WORK TO COMPLETE: Pull out every line of the records below that contains the string "snow". Case counts.

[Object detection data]
— Begin —

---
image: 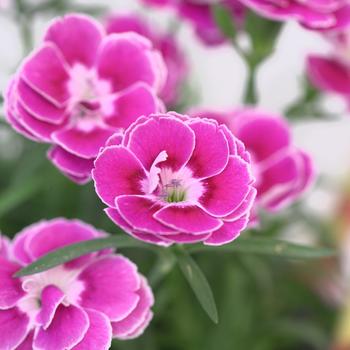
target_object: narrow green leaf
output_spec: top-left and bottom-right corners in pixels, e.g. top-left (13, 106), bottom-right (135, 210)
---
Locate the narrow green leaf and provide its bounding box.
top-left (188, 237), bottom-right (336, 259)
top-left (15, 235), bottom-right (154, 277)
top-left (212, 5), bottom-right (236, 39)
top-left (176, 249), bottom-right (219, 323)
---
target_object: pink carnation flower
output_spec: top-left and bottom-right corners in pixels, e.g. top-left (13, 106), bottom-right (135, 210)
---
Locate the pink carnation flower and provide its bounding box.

— End —
— Begin —

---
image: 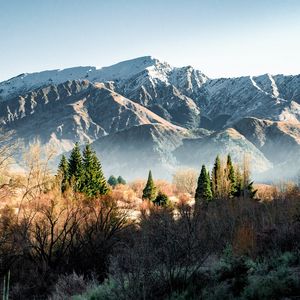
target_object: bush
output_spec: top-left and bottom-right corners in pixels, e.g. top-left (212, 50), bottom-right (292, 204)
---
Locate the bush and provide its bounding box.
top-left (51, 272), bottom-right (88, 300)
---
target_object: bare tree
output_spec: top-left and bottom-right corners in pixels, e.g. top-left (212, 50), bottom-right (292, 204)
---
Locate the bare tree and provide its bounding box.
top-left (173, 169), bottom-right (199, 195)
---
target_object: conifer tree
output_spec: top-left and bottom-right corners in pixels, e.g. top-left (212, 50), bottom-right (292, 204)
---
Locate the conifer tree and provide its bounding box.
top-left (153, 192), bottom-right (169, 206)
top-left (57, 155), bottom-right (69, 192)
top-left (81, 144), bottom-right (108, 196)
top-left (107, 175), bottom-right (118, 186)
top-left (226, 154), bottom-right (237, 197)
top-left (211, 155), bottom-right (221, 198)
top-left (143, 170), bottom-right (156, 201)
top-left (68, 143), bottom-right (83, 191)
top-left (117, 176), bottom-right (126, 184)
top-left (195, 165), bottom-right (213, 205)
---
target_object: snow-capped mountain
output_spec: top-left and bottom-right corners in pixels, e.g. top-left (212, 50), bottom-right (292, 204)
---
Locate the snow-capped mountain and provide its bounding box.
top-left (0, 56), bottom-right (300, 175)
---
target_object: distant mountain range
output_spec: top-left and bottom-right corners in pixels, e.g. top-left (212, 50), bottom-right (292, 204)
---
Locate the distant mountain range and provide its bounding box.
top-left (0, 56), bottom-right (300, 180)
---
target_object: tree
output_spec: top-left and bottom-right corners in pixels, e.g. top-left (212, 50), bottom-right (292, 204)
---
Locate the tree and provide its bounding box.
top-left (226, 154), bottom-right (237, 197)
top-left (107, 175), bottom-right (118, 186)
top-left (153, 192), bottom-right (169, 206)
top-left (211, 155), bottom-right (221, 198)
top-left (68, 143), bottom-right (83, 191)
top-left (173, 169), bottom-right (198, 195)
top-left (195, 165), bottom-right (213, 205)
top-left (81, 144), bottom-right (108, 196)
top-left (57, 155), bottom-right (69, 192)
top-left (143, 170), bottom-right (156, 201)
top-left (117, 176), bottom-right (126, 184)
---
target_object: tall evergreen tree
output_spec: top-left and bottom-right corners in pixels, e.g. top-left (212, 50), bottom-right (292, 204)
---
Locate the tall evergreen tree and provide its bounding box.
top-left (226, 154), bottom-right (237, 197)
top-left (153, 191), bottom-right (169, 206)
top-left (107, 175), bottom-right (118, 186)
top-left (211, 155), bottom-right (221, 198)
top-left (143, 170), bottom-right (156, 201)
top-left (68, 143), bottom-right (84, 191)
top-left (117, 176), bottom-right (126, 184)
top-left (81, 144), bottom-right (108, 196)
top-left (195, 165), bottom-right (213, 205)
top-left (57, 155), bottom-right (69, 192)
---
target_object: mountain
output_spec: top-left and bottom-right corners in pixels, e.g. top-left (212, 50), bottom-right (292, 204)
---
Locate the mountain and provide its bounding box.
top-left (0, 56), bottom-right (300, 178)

— End —

FINAL RESULT:
target_object: snow-capped mountain
Locate the snow-capped mountain and provide its bounding box.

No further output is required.